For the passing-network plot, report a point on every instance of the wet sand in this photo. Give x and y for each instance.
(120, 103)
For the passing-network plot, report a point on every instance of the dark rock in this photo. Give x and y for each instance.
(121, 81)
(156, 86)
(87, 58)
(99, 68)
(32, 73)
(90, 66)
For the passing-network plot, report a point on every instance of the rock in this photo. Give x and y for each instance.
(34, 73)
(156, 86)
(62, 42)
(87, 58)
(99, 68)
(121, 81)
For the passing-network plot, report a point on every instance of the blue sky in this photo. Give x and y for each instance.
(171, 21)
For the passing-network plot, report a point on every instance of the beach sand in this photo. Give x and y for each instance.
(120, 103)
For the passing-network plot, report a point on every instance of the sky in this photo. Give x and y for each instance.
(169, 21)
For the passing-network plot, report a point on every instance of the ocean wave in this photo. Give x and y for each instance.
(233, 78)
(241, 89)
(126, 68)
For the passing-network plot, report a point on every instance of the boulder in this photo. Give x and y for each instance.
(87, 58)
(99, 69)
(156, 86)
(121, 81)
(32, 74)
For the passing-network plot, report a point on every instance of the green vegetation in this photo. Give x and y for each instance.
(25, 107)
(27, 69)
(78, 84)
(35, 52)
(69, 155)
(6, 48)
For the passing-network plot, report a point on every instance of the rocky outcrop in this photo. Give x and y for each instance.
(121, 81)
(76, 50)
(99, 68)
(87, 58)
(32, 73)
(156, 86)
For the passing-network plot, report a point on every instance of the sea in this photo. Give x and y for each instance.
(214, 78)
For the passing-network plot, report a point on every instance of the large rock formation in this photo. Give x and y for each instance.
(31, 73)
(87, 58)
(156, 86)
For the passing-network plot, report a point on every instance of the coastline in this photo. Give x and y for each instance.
▬▬▬▬▬▬▬▬▬▬
[Goal]: Copy the stretch from the line containing "of the ocean" through the end of the listing, changing "passing-network plot" to "coverage map" and leaving everything else untouched.

[Right answer]:
For the coverage map, report a point on every instance of the ocean wave in this photo. Give x and y for each instance.
(233, 78)
(241, 89)
(126, 68)
For the coverage map, report a point on every instance of the boulder in this photo. Give x and y for each instance.
(87, 58)
(99, 69)
(156, 86)
(121, 81)
(32, 74)
For the coverage map, report a point on every instance of the green vegetation in this photo. Give x and y for each instance.
(25, 107)
(27, 69)
(78, 84)
(35, 52)
(69, 155)
(6, 48)
For the coverage map, report a point on every instance of the rocky outcrop in this photo. Give x and y for each instance.
(121, 81)
(76, 50)
(99, 68)
(87, 58)
(32, 73)
(156, 86)
For the coverage map, report a point on every instance of the sea in this photo. Give x and y for each instance.
(214, 78)
For the coverage map, report a point on every instance of the large rock formation in this photo. Give x and y for each instance.
(31, 73)
(87, 58)
(156, 86)
For the coverage map, report a point on every instance of the coastline in this photo. Give x and y for each instance.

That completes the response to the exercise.